• Task to complete: The answer must be every entry, given again word for word.

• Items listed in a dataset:

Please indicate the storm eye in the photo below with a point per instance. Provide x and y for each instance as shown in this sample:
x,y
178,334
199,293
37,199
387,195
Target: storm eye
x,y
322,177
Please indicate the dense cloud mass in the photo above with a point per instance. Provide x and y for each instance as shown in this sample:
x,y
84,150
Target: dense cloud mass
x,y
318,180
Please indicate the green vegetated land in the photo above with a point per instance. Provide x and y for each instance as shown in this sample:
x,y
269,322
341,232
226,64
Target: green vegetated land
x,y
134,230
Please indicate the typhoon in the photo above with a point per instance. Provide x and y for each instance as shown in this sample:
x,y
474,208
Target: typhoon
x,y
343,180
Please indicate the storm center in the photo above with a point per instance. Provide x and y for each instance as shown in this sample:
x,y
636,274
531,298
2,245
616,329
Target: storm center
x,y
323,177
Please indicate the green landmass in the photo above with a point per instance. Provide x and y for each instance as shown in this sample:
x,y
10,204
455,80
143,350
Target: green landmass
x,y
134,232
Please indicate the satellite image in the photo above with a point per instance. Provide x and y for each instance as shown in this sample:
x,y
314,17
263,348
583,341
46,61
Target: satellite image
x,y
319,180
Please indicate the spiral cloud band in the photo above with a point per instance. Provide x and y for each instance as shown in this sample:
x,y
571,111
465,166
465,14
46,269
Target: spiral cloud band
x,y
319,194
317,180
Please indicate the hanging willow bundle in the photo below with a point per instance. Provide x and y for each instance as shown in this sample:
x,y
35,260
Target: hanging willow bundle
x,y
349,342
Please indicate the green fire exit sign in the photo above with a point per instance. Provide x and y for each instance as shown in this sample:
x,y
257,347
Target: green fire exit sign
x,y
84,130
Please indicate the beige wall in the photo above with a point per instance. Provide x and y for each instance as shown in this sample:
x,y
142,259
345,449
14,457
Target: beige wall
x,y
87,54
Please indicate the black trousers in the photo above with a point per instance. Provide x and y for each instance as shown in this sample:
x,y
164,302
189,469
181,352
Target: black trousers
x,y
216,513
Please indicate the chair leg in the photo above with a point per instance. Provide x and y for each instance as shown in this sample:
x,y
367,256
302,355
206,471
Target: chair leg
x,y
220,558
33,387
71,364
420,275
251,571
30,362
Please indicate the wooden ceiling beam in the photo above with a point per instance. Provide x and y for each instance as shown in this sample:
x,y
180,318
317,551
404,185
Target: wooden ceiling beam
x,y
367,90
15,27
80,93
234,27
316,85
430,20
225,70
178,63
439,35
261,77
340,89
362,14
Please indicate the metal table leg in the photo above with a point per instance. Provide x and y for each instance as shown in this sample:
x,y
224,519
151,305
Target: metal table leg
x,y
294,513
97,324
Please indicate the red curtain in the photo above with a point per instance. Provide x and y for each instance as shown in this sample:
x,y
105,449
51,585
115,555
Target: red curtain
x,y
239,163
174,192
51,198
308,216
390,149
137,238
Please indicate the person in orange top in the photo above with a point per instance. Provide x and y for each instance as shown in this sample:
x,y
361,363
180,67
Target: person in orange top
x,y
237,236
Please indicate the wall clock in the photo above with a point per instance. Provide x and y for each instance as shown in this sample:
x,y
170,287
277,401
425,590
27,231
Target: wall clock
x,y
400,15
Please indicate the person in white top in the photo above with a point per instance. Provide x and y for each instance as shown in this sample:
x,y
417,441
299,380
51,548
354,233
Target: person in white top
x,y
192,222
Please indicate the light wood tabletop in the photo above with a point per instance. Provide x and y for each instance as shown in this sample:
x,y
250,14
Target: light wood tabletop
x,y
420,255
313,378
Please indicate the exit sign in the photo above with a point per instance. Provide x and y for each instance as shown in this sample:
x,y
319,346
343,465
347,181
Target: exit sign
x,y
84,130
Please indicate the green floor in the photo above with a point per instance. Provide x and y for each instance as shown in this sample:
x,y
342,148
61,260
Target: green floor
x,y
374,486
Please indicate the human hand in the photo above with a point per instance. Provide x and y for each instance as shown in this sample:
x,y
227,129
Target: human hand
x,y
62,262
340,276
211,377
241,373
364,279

• Result for this exercise:
Please indicate the storm eye in the photo below with a point per instance. Provide x and y for each instance as shown in this sample:
x,y
178,334
199,293
37,199
387,195
Target: storm eye
x,y
322,177
Please indicate the dense cloud mass in the photo above with a point per instance. Provide x and y for each instance as shown in this sample:
x,y
84,150
Target: dense cloud mass
x,y
318,180
Please indicate the green vegetated land in the photo above with a point per instance. Provide x and y for each instance as shown in this sample:
x,y
269,322
341,232
226,64
Target: green vegetated land
x,y
134,230
Please indicate the typhoon in the photo above with a point per instance. Provide x and y for each instance as shown in this sample:
x,y
474,208
Target: typhoon
x,y
343,180
Please indicate the storm center in the photo above with a point per instance. Provide x and y for each instance as shown in this sample:
x,y
636,274
531,298
2,245
616,329
Target: storm center
x,y
323,177
Please indicate the green landmass in the photo above with a point per instance. Provide x and y for each instance as shown in this sample:
x,y
10,204
455,80
143,350
Target: green landmass
x,y
134,232
Please indicate the satellite image in the photo above with a point per instance. Provide x and y for each instance as shown in this sample:
x,y
314,17
263,348
583,341
46,61
Target: satellite image
x,y
319,180
Please indicate the spiral cloud band in the photo above with a point per instance. Provide x and y for each instance as shown in this sample:
x,y
571,111
465,166
465,14
46,269
Target: spiral cloud band
x,y
319,194
317,180
Please indicate the hanging willow bundle in the photo below with a point per instance. Provide x and y for each instance as shown in this sample:
x,y
35,260
Target: hanging willow bundle
x,y
349,342
Please indicate the green fire exit sign in the photo above with a point per instance. Provide x and y for each instance as shown in this sample:
x,y
257,347
Target: green fire exit sign
x,y
84,130
Please indicate the beige wall in the photo above with a point per instance. Provide x and y for each instance as shown in this sample:
x,y
142,259
345,449
14,457
Target: beige wall
x,y
87,54
Please indicate the black trousers in the photo above with a point per instance. Provide x and y for each instance as shown in this sample:
x,y
164,302
189,469
181,352
Target: black trousers
x,y
216,513
Please indicate the chair leg in the photo above with a point per instance. Provide x and y for each instance as shown in this sample:
x,y
367,256
302,355
206,471
Target: chair leg
x,y
220,558
33,387
71,364
420,275
251,571
30,362
Please indicate the wooden ceiling beam in the photo above with a point per instance. Provide x and y for each instance as shown in this sample:
x,y
180,318
317,551
404,185
Target: wooden ceiling beam
x,y
367,90
15,27
80,93
234,27
316,85
430,20
225,70
178,63
439,35
261,77
340,89
362,14
Please indicate the metal table leg in the photo above with a point per instance. Provide x and y for each instance as shown in this sample:
x,y
224,519
151,305
Target: metal table leg
x,y
294,513
97,324
Please indicate the red curtain in the photo above with a point per instance. Provide x and y for each instance as shown in this sample:
x,y
105,449
51,585
115,555
Target: red curtain
x,y
239,163
174,192
51,198
308,216
390,149
137,238
Please indicate the person in orange top in the photo above with a point per instance. Provide x and y for each instance as shown in this sample:
x,y
361,363
180,67
Target: person in orange top
x,y
237,236
Please indicate the wall clock in the photo above with a point per instance. Provide x and y for each instance as shown in this sample:
x,y
170,287
277,401
425,590
27,231
Target: wall clock
x,y
400,15
Please indicate the person in white top in the photo above with a point per instance. Provide x and y for each instance as shown in this sample:
x,y
417,441
299,380
51,548
354,233
Target: person in white top
x,y
192,222
Please indicate the light wood tabletop in the photo above with a point per instance. Provide x and y for each instance as shown in this sample:
x,y
250,14
Target: light wood tabletop
x,y
420,255
313,378
Please indicate the exit sign in the photo above with a point per instance. Provide x and y for each instance as shown in this sample:
x,y
319,346
343,465
347,181
Target: exit sign
x,y
84,130
Please indicate the green floor in the photo above with a point per instance. Provide x and y for each instance as shown in this sample:
x,y
342,148
61,260
Target: green floor
x,y
374,486
Please indicate the human hand in the photo above with a point per instance. Provide x and y for each instance as shown in this sample:
x,y
227,129
Target: human hand
x,y
62,262
340,276
211,377
241,373
364,279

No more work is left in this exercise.